Kerry gave one of the best speeches of the convention, in my estimation. I’m not alone in noticing1. Kerry made points that might have helped him win election in 2004, if he hadn’t listened to his centrist-leaning advisors.
Now, if Mr. Kerry had stopped there this would have been an effective partisan speech — memorable in the moment but likely soon forgotten. But what John Kerry said at the end of his remarks took a very good speech into the pantheon of great speeches.
For more than two generations, one of the dominant narratives in American politics has been the notion of Democratic “weakness” on foreign policy. Democrats, the stereotype goes, do not love their country; they are not patriotic, they are as Jeane Kirkpatrick famously declared at the G.O.P. convention in 1984, blame America-firsters. And for years, Democrats have struggled to fight back; often choosing political artifice over impassioned persuasion. But, last night in Denver, John Kerry fought back:
How insulting to suggest that those who question the mission, question the troops. How pathetic to suggest that those who question a failed policy, doubt America itself. How desperate to tell the son of a single mother who chose community service over money and privilege that he doesn’t put America first.
Pathetic, insulting and desperate are not the words that Democrats frequently use on the campaign trail and particularly not in the context of national security. As for the idea that community service belongs in the same lexicon as military service … well that’s something you are even less likely to hear.
Crooks and Liars has video of the speech.
For a good laugh, check out James Taranto’s analysis. I’m not sure what planet Mr. Taranto is from, especially when he writes sentences like: Kerry: President Obama and Vice President Biden will shut down Guantanamo, respect the Constitution, and make clear once and for all, the United States of America does not torture, not now, not ever.
President Bush has repeatedly said that America does not torture. Can we really afford four more years of the same?
Right, the waterboarding and stress positions are only enhanced interrogation techniques, and not torture. Why? Well, because we’ve just redefined the meaning of the word, torture, to be whatever we are not doing to prisoners. If we do it, it is no longer defined as torture2 Taranto continues in this vein:
In his 2004 speech Kerry did discuss terrorism at length, but he said not a word about global warming, and he mentioned AIDS only in the context of demanding federal funding for stem-cell research. If these things are so important, why is he only getting around to telling us now?
........
# Tasks to carry out:
A: Transcribe the passage of the blog post on Kerry's convention speech between "Right, the waterboarding" and "telling us now?", inclusive.
B: According to the blog post on Kerry's convention speech, who called Democrats "blame America-firsters" at the 1984 G.O.P. convention?

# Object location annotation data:
........
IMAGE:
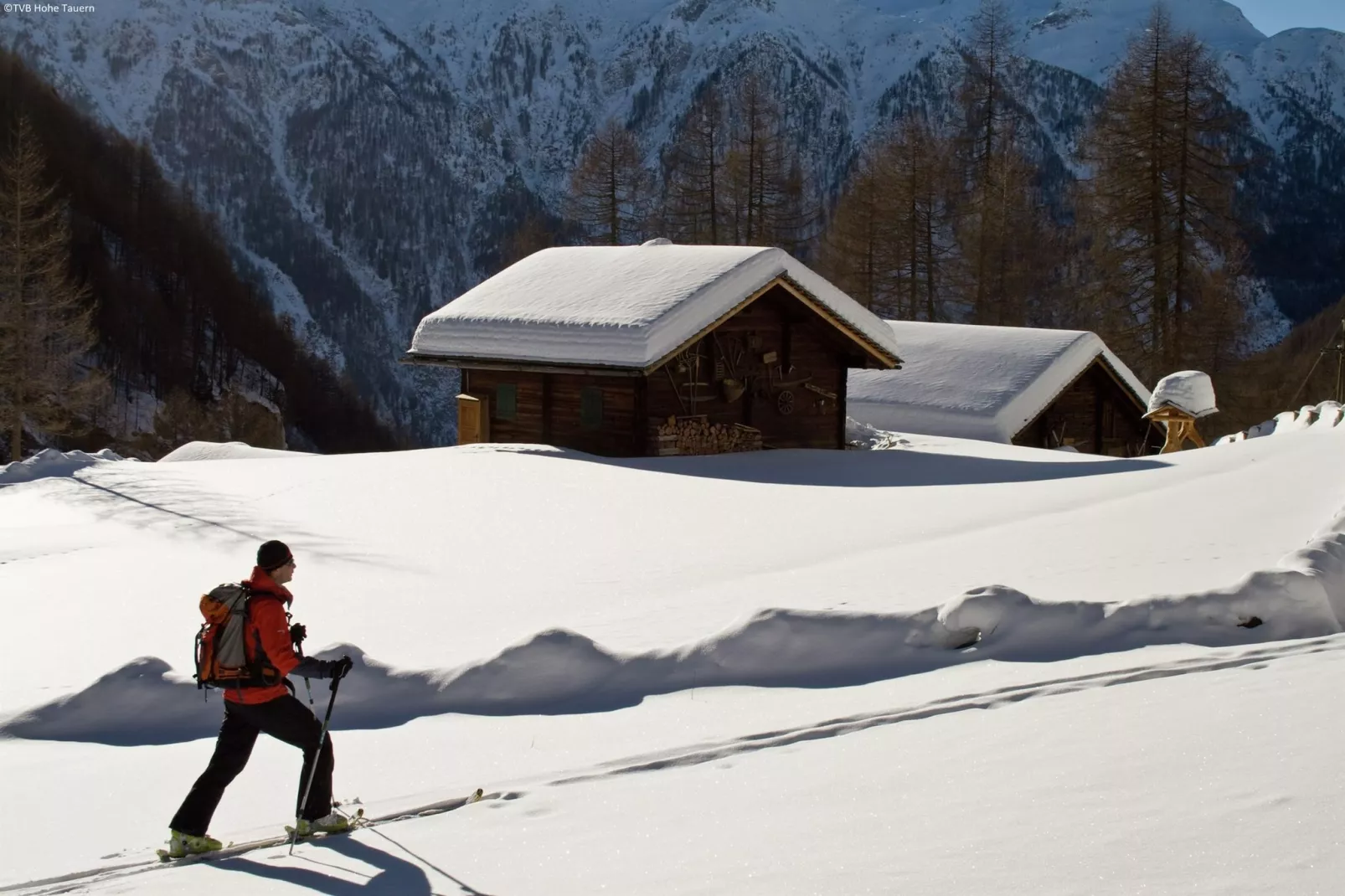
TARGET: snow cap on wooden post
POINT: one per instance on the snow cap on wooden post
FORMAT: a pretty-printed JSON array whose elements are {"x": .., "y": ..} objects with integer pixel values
[{"x": 1178, "y": 401}]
........
# Answers by task:
A:
Right, the waterboarding and stress positions are only enhanced interrogation techniques, and not torture. Why? Well, because we’ve just redefined the meaning of the word, torture, to be whatever we are not doing to prisoners. If we do it, it is no longer defined as torture2 Taranto continues in this vein:
In his 2004 speech Kerry did discuss terrorism at length, but he said not a word about global warming, and he mentioned AIDS only in the context of demanding federal funding for stem-cell research. If these things are so important, why is he only getting around to telling us now?

B: Jeane Kirkpatrick